┌──
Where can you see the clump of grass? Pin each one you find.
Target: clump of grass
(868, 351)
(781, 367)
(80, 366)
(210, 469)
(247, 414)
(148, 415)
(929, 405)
└──
Task directions:
Output every line from the records, exactly as written.

Task output:
Where can you see the clump of grass? Pin each one you find.
Target: clump of grass
(868, 351)
(781, 367)
(80, 366)
(210, 469)
(247, 414)
(148, 415)
(929, 405)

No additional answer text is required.